*** Opening READING PASSAGE ***

- Genre: Miniseries
- Written by: Marko Leino
- Directed by: Minna Virtanen
- Starring: Laura Birn Mikko Nousiainen Antti Luusuaniemi Elina Stirkkinen Anna Paavilainen Jussi Nikkilä
- Theme music composer: Lauri Porra
- Country of origin: Finland
- Original language: Finnish
- No. of episodes: 4

Production
- Editor: Kimmo Taavila
- Running time: 180 min.

Original release
- Network: MTV3
- Release: December 28, 2008 – January 18, 2009

= Married to a Lie =

Finnish television miniseries

Married to a Lie is a Finnish television miniseries (4 x 45 min.) produced by Vertigo Production in 2008.

Married to a Lie received the award for Best Miniseries of 2009 at the Venla Finnish Television Awards gala 2010.

*** Closing READING PASSAGE ***
*** Opening ENTRIES SHOWN ***

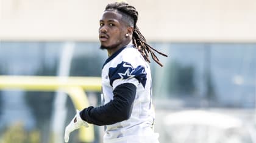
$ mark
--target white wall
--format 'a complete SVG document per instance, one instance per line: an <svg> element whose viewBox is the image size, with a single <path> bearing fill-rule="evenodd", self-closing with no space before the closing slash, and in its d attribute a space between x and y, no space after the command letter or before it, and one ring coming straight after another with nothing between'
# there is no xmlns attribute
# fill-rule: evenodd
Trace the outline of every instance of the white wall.
<svg viewBox="0 0 256 143"><path fill-rule="evenodd" d="M0 0L2 41L98 41L99 19L116 1ZM256 42L255 0L127 1L148 41Z"/></svg>

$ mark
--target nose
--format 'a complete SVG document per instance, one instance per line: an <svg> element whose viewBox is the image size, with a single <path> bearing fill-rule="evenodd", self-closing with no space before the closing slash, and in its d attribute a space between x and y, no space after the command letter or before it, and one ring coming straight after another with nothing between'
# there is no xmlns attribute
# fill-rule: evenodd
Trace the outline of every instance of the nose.
<svg viewBox="0 0 256 143"><path fill-rule="evenodd" d="M107 27L105 25L103 25L102 27L99 28L99 33L107 33Z"/></svg>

*** Closing ENTRIES SHOWN ***

> [THINGS TO DO]:
#1 Answer these questions from the text on the miniseries Married to a Lie:
(a) Who directed it?
(b) On which network was it originally released?
(c) Which company produced it?
#2 Extend the text on the miniseries Married to a Lie from the point where it ends.

> [ANSWER LIST]:
#1
(a) Minna Virtanen
(b) MTV3
(c) Vertigo Production

#2
==Plot==
Sonja (Laura Birn) is about to marry Kim (Mikko Nousiainen). In the middle of the wedding preparations, Kim is suddenly taken ill, Sonja sets off to drive him to the hospital, is involved in a car crash, and Kim dies in the hospital. After she recovers from the worst trauma, Sonja starts to sort out the practicalities connected to Kim’s death. It transpires that Kim had been lying to her about his entire life. The successful businessman turns out to be an unemployed idler, who, to top it all, was going to leave Sonja just before the wedding. The man Sonja was marrying did not exist. Sonja starts to probe into Kim’s hidden past, as it has been her past also. It is the only way for Sonja to survive her loss.